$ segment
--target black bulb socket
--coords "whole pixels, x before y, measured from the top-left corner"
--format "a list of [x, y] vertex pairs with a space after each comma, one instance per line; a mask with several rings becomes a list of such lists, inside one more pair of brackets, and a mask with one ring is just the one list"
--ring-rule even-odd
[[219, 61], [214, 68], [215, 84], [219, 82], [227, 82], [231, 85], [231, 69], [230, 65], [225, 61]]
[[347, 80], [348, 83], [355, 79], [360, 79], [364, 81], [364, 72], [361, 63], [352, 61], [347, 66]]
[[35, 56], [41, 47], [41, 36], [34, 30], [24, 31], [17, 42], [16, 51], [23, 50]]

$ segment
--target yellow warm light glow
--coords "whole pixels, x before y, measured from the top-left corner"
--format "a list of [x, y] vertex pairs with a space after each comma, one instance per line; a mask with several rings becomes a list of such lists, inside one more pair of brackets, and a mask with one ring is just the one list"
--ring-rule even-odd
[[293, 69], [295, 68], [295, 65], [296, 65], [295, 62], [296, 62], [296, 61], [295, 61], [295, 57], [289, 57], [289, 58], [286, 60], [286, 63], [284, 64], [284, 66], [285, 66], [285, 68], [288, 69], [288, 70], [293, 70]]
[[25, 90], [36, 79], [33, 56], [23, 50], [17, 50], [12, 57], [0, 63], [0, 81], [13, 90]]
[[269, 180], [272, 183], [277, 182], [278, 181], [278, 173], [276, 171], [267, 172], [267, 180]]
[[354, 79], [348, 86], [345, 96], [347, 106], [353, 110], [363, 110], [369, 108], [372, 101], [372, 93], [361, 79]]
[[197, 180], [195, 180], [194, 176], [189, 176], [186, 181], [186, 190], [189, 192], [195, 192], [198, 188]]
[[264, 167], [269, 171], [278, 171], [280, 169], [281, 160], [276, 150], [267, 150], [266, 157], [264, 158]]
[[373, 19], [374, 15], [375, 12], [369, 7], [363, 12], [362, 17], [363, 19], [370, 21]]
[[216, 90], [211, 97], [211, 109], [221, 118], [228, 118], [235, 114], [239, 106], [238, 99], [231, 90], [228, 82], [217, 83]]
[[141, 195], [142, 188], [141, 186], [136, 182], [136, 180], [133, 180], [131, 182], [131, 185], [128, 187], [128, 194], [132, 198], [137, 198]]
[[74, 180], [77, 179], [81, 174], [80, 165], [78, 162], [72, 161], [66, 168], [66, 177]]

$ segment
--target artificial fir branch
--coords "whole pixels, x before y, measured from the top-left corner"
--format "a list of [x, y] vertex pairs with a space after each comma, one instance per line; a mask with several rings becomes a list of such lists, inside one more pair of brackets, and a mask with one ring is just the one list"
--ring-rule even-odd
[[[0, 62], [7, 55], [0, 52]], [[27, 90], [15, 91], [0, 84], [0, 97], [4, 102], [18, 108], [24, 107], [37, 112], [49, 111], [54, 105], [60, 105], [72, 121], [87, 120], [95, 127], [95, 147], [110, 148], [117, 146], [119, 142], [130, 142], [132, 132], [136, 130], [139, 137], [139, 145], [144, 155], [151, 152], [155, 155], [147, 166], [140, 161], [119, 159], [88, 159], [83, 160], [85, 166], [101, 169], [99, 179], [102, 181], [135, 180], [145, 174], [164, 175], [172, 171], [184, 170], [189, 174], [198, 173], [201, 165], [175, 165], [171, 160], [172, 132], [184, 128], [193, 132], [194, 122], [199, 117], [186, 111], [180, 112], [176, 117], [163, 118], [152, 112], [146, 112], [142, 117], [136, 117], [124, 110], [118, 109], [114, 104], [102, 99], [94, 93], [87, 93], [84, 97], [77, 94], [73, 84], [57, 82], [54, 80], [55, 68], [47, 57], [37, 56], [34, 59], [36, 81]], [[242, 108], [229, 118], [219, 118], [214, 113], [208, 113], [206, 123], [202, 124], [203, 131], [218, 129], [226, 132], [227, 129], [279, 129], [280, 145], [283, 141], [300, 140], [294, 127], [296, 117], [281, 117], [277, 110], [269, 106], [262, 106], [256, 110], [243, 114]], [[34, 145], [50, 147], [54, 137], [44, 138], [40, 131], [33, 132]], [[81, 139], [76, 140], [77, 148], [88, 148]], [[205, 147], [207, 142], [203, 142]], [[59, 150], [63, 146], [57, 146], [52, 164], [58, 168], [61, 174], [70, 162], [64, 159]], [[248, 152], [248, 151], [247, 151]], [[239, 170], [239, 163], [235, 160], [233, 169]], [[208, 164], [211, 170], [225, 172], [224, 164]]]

Your goal -> From the first line of the records above down to the line containing "--target yellow warm light glow", repeat each line exactly as written. Include both of those lines and add nothing.

Answer space ->
$ segment
--target black bulb socket
--coords "whole pixels, x before y, measured from the top-left corner"
--format "a list of [x, y] vertex pairs with a space after each comma, one instance per line; a mask with several rings becomes a list of such lists, inside one more pair of brackets, and a mask with one ring is just the one list"
--ring-rule even-odd
[[219, 61], [214, 68], [215, 84], [219, 82], [227, 82], [231, 85], [231, 69], [230, 65], [225, 61]]
[[347, 80], [348, 83], [355, 79], [360, 79], [364, 81], [364, 72], [361, 63], [352, 61], [347, 66]]
[[35, 56], [41, 47], [41, 36], [34, 30], [24, 31], [17, 42], [16, 51], [23, 50]]

$ segment
--target yellow warm light glow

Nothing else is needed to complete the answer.